Start
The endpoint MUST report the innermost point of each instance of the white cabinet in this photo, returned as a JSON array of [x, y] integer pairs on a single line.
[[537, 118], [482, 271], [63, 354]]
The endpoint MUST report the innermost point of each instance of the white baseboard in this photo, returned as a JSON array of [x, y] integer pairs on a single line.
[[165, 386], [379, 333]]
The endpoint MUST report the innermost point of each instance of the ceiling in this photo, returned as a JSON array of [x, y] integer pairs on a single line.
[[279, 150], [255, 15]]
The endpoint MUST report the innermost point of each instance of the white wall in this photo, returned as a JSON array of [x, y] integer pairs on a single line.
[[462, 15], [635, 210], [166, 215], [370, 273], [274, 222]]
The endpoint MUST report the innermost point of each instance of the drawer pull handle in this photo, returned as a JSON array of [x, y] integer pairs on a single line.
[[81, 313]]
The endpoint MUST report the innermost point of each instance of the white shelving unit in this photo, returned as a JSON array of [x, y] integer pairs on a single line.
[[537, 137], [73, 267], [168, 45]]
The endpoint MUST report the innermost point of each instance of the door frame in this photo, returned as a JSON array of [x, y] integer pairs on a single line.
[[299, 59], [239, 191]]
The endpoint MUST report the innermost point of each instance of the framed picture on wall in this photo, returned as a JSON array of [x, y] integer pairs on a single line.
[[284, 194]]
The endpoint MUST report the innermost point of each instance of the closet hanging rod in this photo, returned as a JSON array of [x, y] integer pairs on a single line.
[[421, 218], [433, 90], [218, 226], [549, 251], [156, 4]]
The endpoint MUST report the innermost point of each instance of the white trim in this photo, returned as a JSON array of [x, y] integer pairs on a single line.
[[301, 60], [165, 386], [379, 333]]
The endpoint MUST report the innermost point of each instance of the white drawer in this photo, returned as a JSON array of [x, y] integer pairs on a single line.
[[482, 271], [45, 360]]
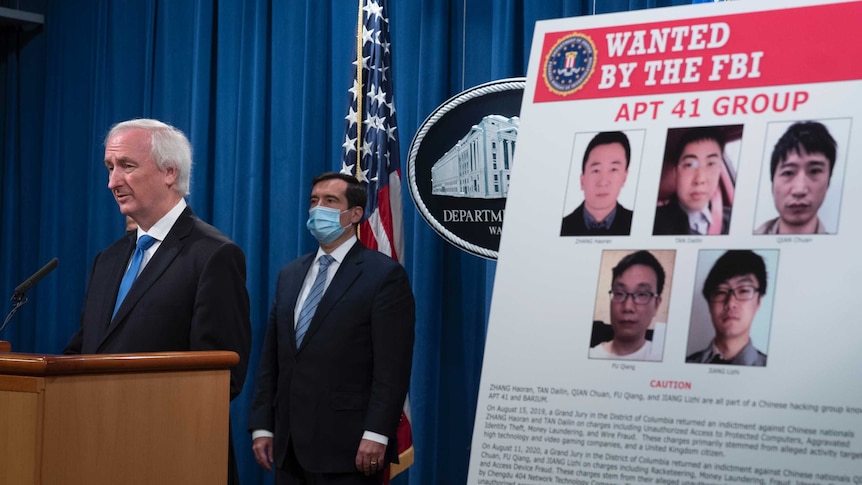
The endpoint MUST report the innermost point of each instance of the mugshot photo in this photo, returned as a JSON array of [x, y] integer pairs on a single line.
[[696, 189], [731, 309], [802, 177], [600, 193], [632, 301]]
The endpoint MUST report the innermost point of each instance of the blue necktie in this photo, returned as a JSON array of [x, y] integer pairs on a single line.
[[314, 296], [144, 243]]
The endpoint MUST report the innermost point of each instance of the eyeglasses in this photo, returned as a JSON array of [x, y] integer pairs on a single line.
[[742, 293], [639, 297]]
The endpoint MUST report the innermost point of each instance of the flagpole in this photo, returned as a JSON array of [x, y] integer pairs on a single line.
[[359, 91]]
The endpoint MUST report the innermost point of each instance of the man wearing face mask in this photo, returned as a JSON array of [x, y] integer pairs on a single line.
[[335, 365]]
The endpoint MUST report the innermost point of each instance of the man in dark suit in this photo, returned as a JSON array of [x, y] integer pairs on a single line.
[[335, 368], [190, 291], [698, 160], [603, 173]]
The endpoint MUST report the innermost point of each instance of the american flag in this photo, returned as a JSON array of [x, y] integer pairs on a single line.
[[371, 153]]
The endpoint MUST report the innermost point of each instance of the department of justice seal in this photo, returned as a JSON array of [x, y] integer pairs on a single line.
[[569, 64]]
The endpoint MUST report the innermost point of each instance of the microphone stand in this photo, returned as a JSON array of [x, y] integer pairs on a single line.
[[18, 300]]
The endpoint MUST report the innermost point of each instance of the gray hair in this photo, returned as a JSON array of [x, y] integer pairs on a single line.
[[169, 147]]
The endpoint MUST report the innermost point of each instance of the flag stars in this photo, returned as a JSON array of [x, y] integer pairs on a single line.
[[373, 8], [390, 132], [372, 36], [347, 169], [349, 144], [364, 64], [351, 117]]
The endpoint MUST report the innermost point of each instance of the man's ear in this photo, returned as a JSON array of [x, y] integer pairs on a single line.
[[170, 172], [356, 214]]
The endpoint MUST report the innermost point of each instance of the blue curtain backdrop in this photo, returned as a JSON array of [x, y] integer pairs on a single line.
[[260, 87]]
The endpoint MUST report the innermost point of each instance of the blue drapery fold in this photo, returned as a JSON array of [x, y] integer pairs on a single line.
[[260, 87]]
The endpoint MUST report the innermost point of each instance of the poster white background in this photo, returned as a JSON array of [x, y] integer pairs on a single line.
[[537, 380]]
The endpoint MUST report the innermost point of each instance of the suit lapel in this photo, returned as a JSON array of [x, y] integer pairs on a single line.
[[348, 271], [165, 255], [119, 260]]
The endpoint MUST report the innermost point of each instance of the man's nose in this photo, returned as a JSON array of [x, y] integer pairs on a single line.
End
- What you should do -
Rewrite all the rows above as a JSON list of strings, with one string per line. Leave out blank lines and the pictures.

- Final answer -
[
  "The endpoint MUST report the innermost point of each instance of the white cabinet in this photo, returned as a JSON array of [x, y] integer pairs on a single line.",
  "[[537, 118], [482, 271], [63, 354]]",
  "The endpoint MUST report the innermost point of each instance of the white baseboard in this photo, returned as a JSON array of [x, y] integer pairs on a single line.",
  "[[165, 386], [379, 333]]",
  "The endpoint MUST report the innermost point of each instance of the ceiling in this photo, returned as a JSON array of [x, y] integer pairs on a single line.",
  "[[279, 150], [255, 15]]",
  "The endpoint MUST report the innermost point of each instance of the white wall in this photo, returned as a JSON array of [x, y] integer pairs on a single line.",
  "[[462, 15], [635, 210], [166, 215], [370, 273], [274, 222]]",
  "The endpoint MUST report the innermost point of each instance of the drawer pull handle in this photo, returned as a JSON array of [x, y] integer pairs on a single line.",
  "[[81, 313]]",
  "The endpoint MUST report the innermost point of each instance of the white shelving unit in this photo, returned as a JSON array of [x, y] integer pairs on a single line.",
  "[[537, 137], [73, 267], [168, 45]]",
  "The endpoint MUST report the innermost point of each instance of the door frame in this photo, returned as a JSON array of [x, y] integer pairs on a single line.",
  "[[299, 59], [239, 191]]",
  "The endpoint MUST report the innermost point of each instance of the framed picture on wall in this photo, returned as a JSON array of [x, y] integer pairs on a single line.",
  "[[284, 194]]",
  "The endpoint MUST report the innermost point of each instance of the closet hanging rod in this photo, returned as a JSON array of [x, y] integer pairs on a single line.",
  "[[421, 218], [433, 90], [218, 226], [549, 251], [156, 4]]",
  "The endpoint MUST report the innermost point of each instance of the white trim in this photo, returned as a JSON array of [x, y] integer pairs on a single line.",
  "[[301, 60], [165, 386], [379, 333]]",
  "The endpoint MUST report the innermost point of each instance of the white drawer in this photo, returned as a JSON array of [x, y] integer pairs on a single line.",
  "[[482, 271], [45, 360]]",
  "The endpoint MUST report the innermost point of each instance of the mugshot photo in this photo, returned as a JSON array of [x, y] integer pairs on a single line.",
  "[[696, 189], [731, 309], [802, 177], [600, 193], [632, 301]]",
  "The endpoint MUST report the innermost point of each instance of the blue necktie in this photo, returned as a JSON array of [x, y] integer pairs on a single line.",
  "[[314, 296], [144, 243]]",
  "The endpoint MUST report the innermost point of each instance of the eyeglasses in this photo, returned as a JSON array of [x, y] integer pairs on a single line.",
  "[[742, 293], [639, 297]]",
  "The endpoint MUST report the innermost point of each instance of the flagpole in this photo, returned as a JSON array of [x, y] integer pairs on a single line.",
  "[[359, 91]]",
  "The endpoint MUST report the innermost point of each instance of the man wearing face mask in this photo, returned as a JSON array of [x, y] integer pairs on a single line.",
  "[[335, 365]]",
  "The endpoint MUST report the innermost point of each instance of the man in dark suit in this photo, returned as a JSON array of [x, y] integer pairs on a single line.",
  "[[335, 368], [190, 291], [698, 160], [603, 173]]",
  "The endpoint MUST report the innermost point of each instance of the american flag in this photo, returned as a JSON array of [x, y] integer pairs on a single line.",
  "[[371, 153]]",
  "The endpoint MUST report the innermost point of each instance of the department of justice seal in this photo, returned as a JSON array of [x, y] integer pairs on a single line.",
  "[[569, 64]]",
  "The endpoint MUST report the innermost point of each instance of the microphone stand in this photo, returned as a JSON array of [x, y] integer pairs on a single line.",
  "[[18, 300]]",
  "The endpoint MUST report the innermost point of each instance of the gray hair in this photo, returned as a JSON array of [x, y] integer pairs on a single line.",
  "[[169, 147]]",
  "The endpoint MUST report the innermost point of each instance of the flag stars in this photo, returned as a JSON array of [x, y] integer pairs on a single line.",
  "[[373, 8], [390, 132], [372, 36], [347, 169], [349, 144], [364, 64], [351, 117]]",
  "The endpoint MUST report the innermost point of each instance of the man's ear in this photo, returned as a JSON array of [x, y] integer pairs on a single line.",
  "[[170, 172], [356, 214]]",
  "The endpoint MUST report the innermost point of each instance of the blue curtain backdrop in this photo, returned as a JSON array of [x, y] integer pairs on a single line.",
  "[[260, 87]]",
  "The endpoint MUST report the innermost point of each instance of the blue drapery fold in this photo, returned as a JSON array of [x, y] integer pairs on a single line.",
  "[[260, 87]]",
  "The endpoint MUST report the innermost point of each instance of the poster white background in this photo, returned as a JSON array of [x, y] integer pairs on a single line.",
  "[[537, 380]]",
  "The endpoint MUST report the innermost point of each instance of the suit lapel in this photo, returned as a JSON array of [x, y] integer pairs on a single line.",
  "[[348, 271], [165, 255], [119, 260]]",
  "The endpoint MUST report the innermost point of each instance of the man's nose in this photo, returned as a JSON array of [x, y] integer pairs on a single line."
]